■ ACTIVITY
Lines from the one containing "Provide the location of every instance of the pine" through the end of the material are to be retyped exactly; do not copy pictures.
======== DATA EXTRACTS ========
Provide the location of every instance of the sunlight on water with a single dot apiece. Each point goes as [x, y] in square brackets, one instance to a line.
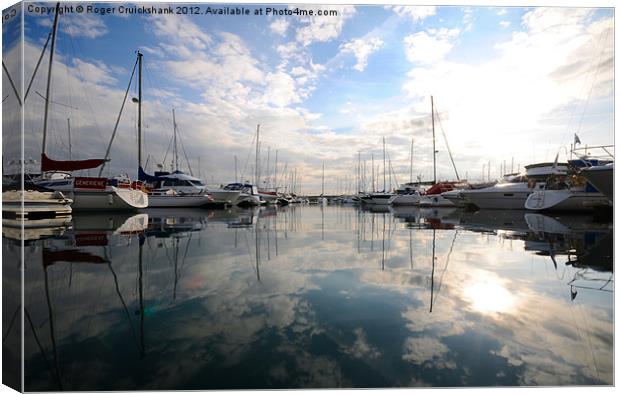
[490, 297]
[313, 296]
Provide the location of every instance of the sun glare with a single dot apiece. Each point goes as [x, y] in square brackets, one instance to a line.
[490, 297]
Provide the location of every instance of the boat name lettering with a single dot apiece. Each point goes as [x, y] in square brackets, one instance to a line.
[90, 183]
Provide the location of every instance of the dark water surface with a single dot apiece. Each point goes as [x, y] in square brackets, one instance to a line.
[311, 296]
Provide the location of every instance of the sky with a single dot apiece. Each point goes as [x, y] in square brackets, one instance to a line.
[511, 86]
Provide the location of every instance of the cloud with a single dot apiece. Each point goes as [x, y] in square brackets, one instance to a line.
[279, 26]
[75, 25]
[415, 13]
[362, 49]
[430, 46]
[180, 30]
[322, 29]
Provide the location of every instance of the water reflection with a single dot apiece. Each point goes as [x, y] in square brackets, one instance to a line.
[319, 296]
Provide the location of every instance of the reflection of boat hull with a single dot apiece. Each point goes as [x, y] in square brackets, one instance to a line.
[602, 177]
[225, 196]
[498, 199]
[35, 209]
[111, 198]
[565, 200]
[178, 200]
[436, 200]
[405, 199]
[380, 198]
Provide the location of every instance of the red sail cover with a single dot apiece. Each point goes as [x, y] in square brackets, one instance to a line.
[48, 164]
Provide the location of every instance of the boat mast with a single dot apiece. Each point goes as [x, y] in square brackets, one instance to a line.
[384, 164]
[176, 152]
[323, 181]
[49, 77]
[372, 160]
[139, 109]
[411, 163]
[434, 150]
[275, 173]
[256, 165]
[69, 131]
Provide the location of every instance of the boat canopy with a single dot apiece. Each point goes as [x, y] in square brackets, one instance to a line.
[48, 164]
[143, 176]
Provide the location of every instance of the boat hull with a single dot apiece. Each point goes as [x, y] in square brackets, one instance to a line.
[565, 200]
[172, 201]
[111, 198]
[224, 196]
[602, 177]
[497, 199]
[405, 199]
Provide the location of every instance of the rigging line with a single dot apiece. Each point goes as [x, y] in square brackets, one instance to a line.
[583, 87]
[167, 150]
[598, 68]
[120, 296]
[86, 98]
[36, 68]
[446, 266]
[107, 152]
[55, 102]
[185, 153]
[446, 141]
[6, 71]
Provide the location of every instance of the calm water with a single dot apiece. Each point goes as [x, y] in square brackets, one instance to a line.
[306, 296]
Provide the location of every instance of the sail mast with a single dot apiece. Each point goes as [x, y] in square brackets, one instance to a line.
[256, 165]
[383, 164]
[139, 109]
[176, 153]
[434, 150]
[411, 163]
[49, 77]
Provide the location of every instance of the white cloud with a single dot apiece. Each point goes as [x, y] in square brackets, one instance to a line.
[279, 26]
[322, 29]
[362, 49]
[415, 13]
[426, 48]
[180, 30]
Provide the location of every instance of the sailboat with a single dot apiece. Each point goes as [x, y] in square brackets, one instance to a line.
[87, 193]
[383, 197]
[408, 193]
[571, 191]
[173, 189]
[432, 197]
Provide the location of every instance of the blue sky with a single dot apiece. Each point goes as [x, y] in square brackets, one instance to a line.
[509, 82]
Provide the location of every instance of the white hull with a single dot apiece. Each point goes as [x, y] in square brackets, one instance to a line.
[405, 199]
[111, 198]
[178, 200]
[498, 200]
[436, 201]
[565, 200]
[380, 198]
[225, 196]
[248, 199]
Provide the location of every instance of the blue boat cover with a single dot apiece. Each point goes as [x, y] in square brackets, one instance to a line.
[143, 176]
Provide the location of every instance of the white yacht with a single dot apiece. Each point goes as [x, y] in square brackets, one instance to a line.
[248, 194]
[406, 194]
[177, 189]
[92, 194]
[513, 191]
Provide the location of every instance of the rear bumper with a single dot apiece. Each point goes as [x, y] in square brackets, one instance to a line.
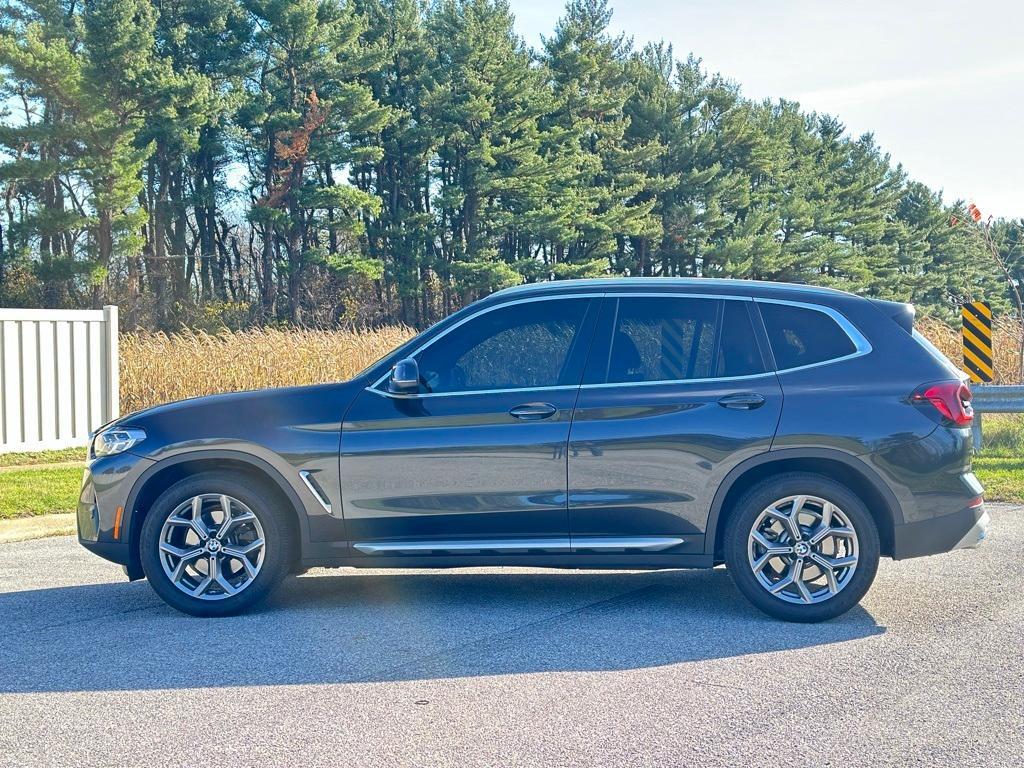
[963, 529]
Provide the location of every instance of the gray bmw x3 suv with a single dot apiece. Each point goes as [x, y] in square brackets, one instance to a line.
[796, 434]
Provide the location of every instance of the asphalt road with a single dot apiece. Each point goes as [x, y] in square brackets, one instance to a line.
[514, 667]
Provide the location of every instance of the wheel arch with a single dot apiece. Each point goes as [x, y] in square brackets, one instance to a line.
[849, 470]
[165, 473]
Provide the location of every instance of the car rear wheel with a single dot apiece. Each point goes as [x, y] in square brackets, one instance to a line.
[802, 547]
[213, 545]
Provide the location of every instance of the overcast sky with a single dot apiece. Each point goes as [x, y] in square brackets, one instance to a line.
[940, 84]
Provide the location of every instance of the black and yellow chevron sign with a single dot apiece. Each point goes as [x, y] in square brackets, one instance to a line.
[977, 341]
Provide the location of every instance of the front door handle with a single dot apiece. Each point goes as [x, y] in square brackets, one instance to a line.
[534, 411]
[742, 401]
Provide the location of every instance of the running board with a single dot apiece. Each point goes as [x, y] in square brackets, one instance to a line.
[522, 546]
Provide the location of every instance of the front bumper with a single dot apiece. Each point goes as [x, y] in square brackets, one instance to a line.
[964, 529]
[105, 485]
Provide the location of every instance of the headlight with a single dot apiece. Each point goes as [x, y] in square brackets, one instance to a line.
[116, 440]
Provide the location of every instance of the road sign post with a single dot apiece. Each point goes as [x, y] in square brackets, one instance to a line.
[977, 340]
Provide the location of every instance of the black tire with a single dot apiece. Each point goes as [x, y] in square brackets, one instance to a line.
[747, 512]
[280, 547]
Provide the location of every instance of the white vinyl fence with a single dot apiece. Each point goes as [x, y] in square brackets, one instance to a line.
[58, 376]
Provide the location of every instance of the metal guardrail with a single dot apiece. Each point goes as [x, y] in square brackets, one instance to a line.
[994, 398]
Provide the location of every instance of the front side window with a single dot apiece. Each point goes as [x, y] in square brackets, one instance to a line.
[518, 346]
[802, 336]
[678, 339]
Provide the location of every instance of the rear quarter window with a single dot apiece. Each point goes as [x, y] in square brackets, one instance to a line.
[802, 336]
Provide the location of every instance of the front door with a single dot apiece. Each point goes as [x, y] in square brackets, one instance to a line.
[476, 460]
[677, 397]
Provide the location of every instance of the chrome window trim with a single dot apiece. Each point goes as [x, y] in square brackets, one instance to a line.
[415, 395]
[668, 382]
[861, 345]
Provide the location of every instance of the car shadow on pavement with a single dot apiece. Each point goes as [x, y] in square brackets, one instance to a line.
[349, 626]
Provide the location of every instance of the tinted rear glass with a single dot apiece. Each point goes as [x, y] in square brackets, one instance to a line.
[669, 339]
[801, 336]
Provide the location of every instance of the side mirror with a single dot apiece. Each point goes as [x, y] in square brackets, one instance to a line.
[404, 378]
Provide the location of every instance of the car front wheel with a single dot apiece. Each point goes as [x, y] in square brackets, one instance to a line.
[213, 545]
[802, 547]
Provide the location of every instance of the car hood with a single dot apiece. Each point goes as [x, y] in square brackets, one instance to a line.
[278, 419]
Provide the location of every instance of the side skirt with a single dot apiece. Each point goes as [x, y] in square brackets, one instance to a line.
[638, 561]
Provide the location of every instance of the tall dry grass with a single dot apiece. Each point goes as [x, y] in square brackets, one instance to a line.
[159, 368]
[1006, 345]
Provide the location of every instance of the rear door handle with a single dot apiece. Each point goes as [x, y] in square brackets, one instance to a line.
[743, 401]
[534, 411]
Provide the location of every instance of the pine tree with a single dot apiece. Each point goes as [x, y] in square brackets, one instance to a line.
[591, 85]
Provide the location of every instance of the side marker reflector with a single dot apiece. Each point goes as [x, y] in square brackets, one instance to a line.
[117, 523]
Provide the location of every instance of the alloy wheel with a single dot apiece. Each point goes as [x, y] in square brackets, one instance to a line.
[803, 549]
[212, 547]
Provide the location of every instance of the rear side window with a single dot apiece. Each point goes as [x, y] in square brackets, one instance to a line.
[801, 336]
[668, 339]
[519, 346]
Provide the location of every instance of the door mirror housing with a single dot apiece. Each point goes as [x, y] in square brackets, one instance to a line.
[404, 377]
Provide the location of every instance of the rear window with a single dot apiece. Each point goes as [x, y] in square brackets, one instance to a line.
[801, 336]
[680, 339]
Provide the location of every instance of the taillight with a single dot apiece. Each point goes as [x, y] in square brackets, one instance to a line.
[950, 398]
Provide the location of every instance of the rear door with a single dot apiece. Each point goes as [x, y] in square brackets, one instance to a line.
[475, 461]
[677, 393]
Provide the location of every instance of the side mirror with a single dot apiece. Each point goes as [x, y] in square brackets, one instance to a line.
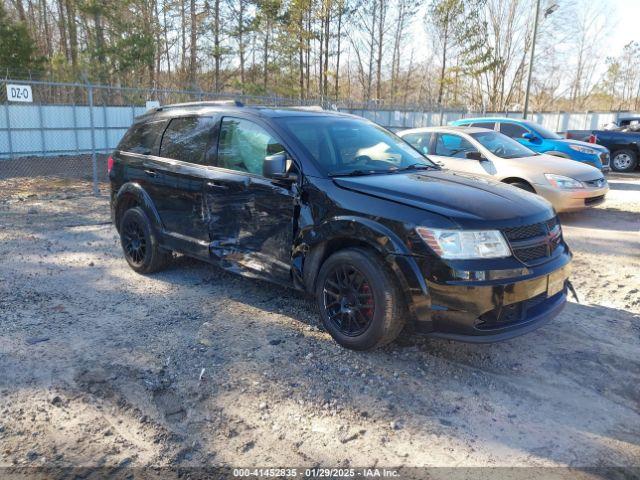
========
■ ANSWER TO THIS TASK
Provide the location of every instance of the pine tree with a single dot apiece. Each point goes as [x, y] in square brackets, one instance to a line.
[591, 85]
Provide the location of every instance of the side marker reflector with a single dot apiece. Each point goes as [x, y] in square brackets, one instance to a line.
[117, 523]
Provide the location of every instance of the alloy wheel with a single dot apiece. Each point goes as [x, y] in square brackets, one instance to a line.
[803, 549]
[212, 547]
Provide the location of every instance of the rear side window with a single dot apiece. Each point goes as [x, y] in square brackets, one instance to a line.
[801, 336]
[668, 339]
[519, 346]
Provide the location of every instance of the door mirror housing with a single dot apiece. Each point goes as [x, y] in square brackets, one instance to a line.
[404, 377]
Provide the location of every instance of the rear window with a single dot apiece. Each point goes as [x, y] in square brackets, one instance to a line.
[801, 336]
[680, 339]
Provide the location of every instance of the taillight with a single dot apiece. Each point goes as [x, y] in square brackets, one instance to a line.
[950, 398]
Provide the location of every instance of the rear door with a single dot apiece. Each point goes as [x, y] in square brackets, one instance to a line.
[475, 461]
[677, 393]
Provide the location of every instance of the side mirror with a single dot apiece. Each point goes as [x, y] in square brackets, one instance to a line.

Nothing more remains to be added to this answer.